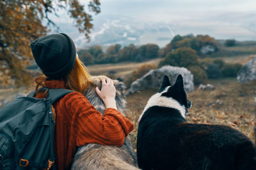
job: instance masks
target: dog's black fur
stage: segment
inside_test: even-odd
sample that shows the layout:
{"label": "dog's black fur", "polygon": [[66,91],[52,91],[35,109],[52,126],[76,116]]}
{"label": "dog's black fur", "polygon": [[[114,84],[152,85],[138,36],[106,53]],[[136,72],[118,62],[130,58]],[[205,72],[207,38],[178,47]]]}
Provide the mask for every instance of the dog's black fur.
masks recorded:
{"label": "dog's black fur", "polygon": [[[180,75],[173,86],[165,76],[159,93],[159,97],[177,101],[185,110],[190,106]],[[150,104],[139,122],[140,168],[256,169],[255,146],[241,132],[224,125],[188,123],[172,103]]]}

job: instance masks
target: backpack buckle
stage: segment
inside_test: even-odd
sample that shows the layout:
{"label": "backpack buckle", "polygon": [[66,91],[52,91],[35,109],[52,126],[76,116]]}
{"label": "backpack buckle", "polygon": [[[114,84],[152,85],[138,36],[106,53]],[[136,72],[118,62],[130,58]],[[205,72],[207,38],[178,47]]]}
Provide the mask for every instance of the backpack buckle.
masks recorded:
{"label": "backpack buckle", "polygon": [[29,161],[26,159],[21,159],[20,160],[20,162],[19,163],[19,166],[21,167],[26,167],[28,166]]}

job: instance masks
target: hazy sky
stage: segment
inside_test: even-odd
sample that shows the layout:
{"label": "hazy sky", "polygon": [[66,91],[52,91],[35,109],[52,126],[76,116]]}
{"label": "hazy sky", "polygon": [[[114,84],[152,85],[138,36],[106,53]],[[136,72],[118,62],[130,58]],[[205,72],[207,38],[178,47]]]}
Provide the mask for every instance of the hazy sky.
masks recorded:
{"label": "hazy sky", "polygon": [[[90,1],[80,1],[88,4]],[[108,16],[115,16],[130,17],[139,23],[168,24],[175,34],[202,34],[218,39],[256,40],[256,0],[102,0],[100,3],[101,12],[93,15],[95,26],[93,33],[103,27]],[[54,20],[71,22],[64,12],[60,13],[61,18]]]}

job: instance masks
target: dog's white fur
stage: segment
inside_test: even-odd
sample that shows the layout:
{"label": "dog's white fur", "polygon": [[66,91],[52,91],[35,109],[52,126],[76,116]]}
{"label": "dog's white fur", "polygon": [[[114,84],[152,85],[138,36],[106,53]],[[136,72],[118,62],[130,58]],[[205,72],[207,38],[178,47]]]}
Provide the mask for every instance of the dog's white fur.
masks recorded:
{"label": "dog's white fur", "polygon": [[181,115],[185,118],[186,108],[184,106],[181,106],[179,102],[172,97],[161,96],[162,94],[167,92],[170,87],[170,86],[166,87],[164,90],[163,90],[161,93],[158,92],[155,94],[149,99],[146,106],[144,108],[143,111],[142,112],[142,114],[140,116],[139,122],[142,118],[145,111],[146,111],[146,110],[147,110],[149,108],[152,106],[162,106],[177,109],[180,111]]}

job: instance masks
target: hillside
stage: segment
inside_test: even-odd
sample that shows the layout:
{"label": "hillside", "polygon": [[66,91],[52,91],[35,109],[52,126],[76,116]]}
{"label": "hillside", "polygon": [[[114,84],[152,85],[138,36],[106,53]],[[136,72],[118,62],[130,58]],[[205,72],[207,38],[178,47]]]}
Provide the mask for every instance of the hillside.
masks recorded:
{"label": "hillside", "polygon": [[[209,81],[214,90],[200,90],[188,94],[193,103],[187,116],[188,122],[228,125],[255,140],[256,125],[256,81],[239,84],[235,78]],[[131,139],[136,148],[138,120],[150,97],[156,90],[145,90],[127,96],[127,115],[135,125]],[[136,150],[135,150],[136,151]]]}

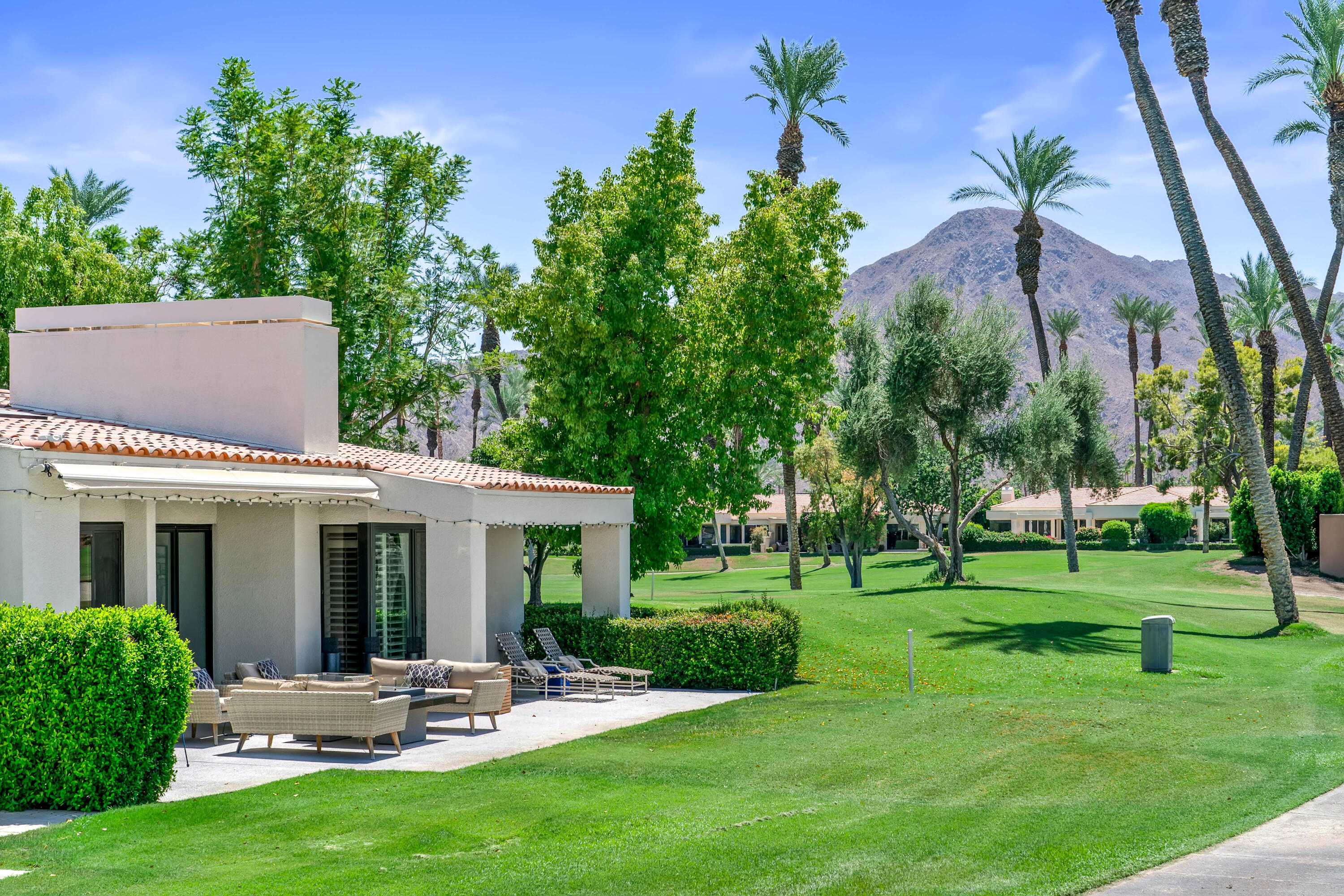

■ **Problem to work on**
Pick out and copy each line of the material above that contains the word "every".

■ **Reply to the exercise**
Provide the mask for every instance of the dog's black fur.
Provide the mask for every instance of the backpack buckle.
Provide the mask for every instance of the hazy sky.
Provide the mask for every instance of the dog's white fur.
Provide the mask for every instance of the hillside.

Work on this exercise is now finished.